> **Document excerpt**
Recorded crime returning to pre-pandemic levels in Lothians and Scottish Borders as Covid restrictions ease
Crime is returning to previous levels within the Lothians and Scottish Borders, as the lessening impact of Covid restrictions continues.
Police Scotland has issued its Q1 Management of Information data for the period of April 1 – June 30, 2021, which shows that within the division, recorded crime has risen from 4,304 reported incidents, to 4,779.
Deputy Chief Constable Fiona Taylor said: “While restrictions relating to the pandemic continue to have an impact on the policing needs of our communities, the effect is different compared to the same period last year, when the first lockdown had only recently been introduced and the most stringent measures were in place."
This rise in recorded crime within the division is mirrored nationally, as the country continues its journey out of lockdown and across Scotland both violent crime and sexual crime have seen increased reporting.
In the Lothians and Scottish Borders, the overall rise in violent offences, equates to 57 additional offences recorded, including one murder, when during the same period of 2020/21, there were zero. Serious assaults have also increased from 57, to 79, while robbery and assault with intent to rob have gone up from 21, to 25.

> **What to work on**
Decide whether each statement agrees with the crime report on the Lothians and Scottish Borders, answering yes or no and quoting the words of the report that settle it. 1. Recorded crime in the division rose from 4,304 to 4,779 reported incidents. 2. Serious assaults in the Lothians and Scottish Borders went down. 3. The data covers the period from April 1 to June 30, 2021. The listing plays no part in any of the tasks.

> **Data extract**
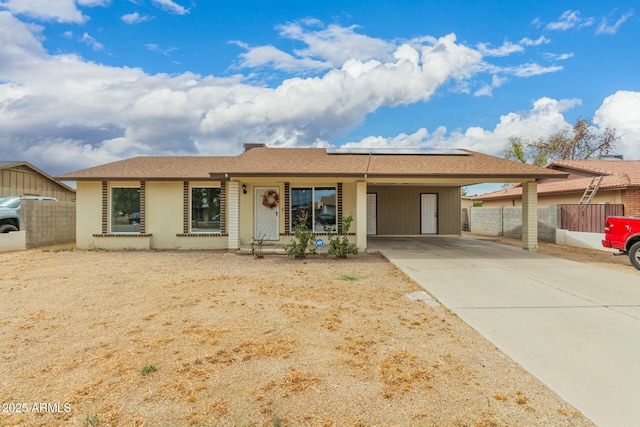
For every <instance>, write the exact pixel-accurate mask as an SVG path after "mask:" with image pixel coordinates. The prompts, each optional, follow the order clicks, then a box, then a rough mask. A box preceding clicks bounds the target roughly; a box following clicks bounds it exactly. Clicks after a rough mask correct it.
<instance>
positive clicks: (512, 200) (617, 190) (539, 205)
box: [482, 190, 622, 208]
mask: <svg viewBox="0 0 640 427" xmlns="http://www.w3.org/2000/svg"><path fill="white" fill-rule="evenodd" d="M581 197H582V192H579V193H565V194H549V195H545V194H538V206H553V205H577V204H578V202H579V201H580V198H581ZM591 203H592V204H606V203H609V204H620V203H622V197H621V194H620V190H612V191H606V190H600V191H598V192H597V193H596V195H595V196H594V198H593V200H592V201H591ZM482 206H483V207H487V208H493V207H499V206H522V197H520V196H518V197H517V198H513V199H497V200H484V201H483V202H482Z"/></svg>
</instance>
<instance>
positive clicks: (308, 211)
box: [291, 187, 338, 233]
mask: <svg viewBox="0 0 640 427" xmlns="http://www.w3.org/2000/svg"><path fill="white" fill-rule="evenodd" d="M337 212H338V210H337V195H336V188H335V187H294V188H292V189H291V229H292V230H293V229H295V227H296V225H298V224H299V223H300V218H302V217H304V215H305V214H306V217H307V227H309V229H310V230H313V231H315V232H317V233H322V232H324V231H326V228H331V229H332V230H334V231H335V230H336V229H337Z"/></svg>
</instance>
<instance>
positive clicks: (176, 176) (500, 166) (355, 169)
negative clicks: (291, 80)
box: [58, 147, 567, 180]
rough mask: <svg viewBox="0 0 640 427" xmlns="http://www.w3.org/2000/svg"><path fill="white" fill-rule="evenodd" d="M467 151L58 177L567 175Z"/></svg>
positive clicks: (308, 150)
mask: <svg viewBox="0 0 640 427" xmlns="http://www.w3.org/2000/svg"><path fill="white" fill-rule="evenodd" d="M463 151H464V152H465V153H466V155H382V154H373V155H368V154H367V155H365V154H328V153H327V152H326V150H325V149H324V148H268V147H260V148H253V149H251V150H248V151H246V152H244V153H242V154H240V155H239V156H217V157H211V156H191V157H188V156H177V157H135V158H132V159H127V160H121V161H119V162H113V163H108V164H105V165H101V166H96V167H93V168H88V169H84V170H81V171H77V172H71V173H67V174H64V175H61V176H60V177H58V178H59V179H63V180H98V179H100V180H102V179H104V180H125V179H131V180H138V179H146V180H155V179H163V180H169V179H208V178H214V179H227V178H229V177H233V176H238V177H240V176H361V177H365V176H368V177H396V176H397V177H434V176H436V177H466V178H469V177H478V178H494V179H495V178H504V179H513V178H563V177H566V175H567V174H566V173H563V172H558V171H554V170H551V169H544V168H538V167H535V166H531V165H525V164H522V163H517V162H512V161H509V160H505V159H501V158H498V157H493V156H488V155H485V154H480V153H475V152H472V151H466V150H463Z"/></svg>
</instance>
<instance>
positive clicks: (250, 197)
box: [239, 178, 357, 246]
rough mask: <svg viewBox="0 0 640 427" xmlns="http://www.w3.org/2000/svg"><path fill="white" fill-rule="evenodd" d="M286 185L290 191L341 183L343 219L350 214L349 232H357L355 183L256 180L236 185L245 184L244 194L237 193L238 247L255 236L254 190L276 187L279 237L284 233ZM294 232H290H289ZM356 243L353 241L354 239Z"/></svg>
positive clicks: (318, 180)
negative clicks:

> **Response to the exercise**
1. Yes: "recorded crime has risen from 4,304 reported incidents, to 4,779."
2. No: "Serious assaults have also increased from 57, to 79"
3. Yes: "for the period of April 1 – June 30, 2021"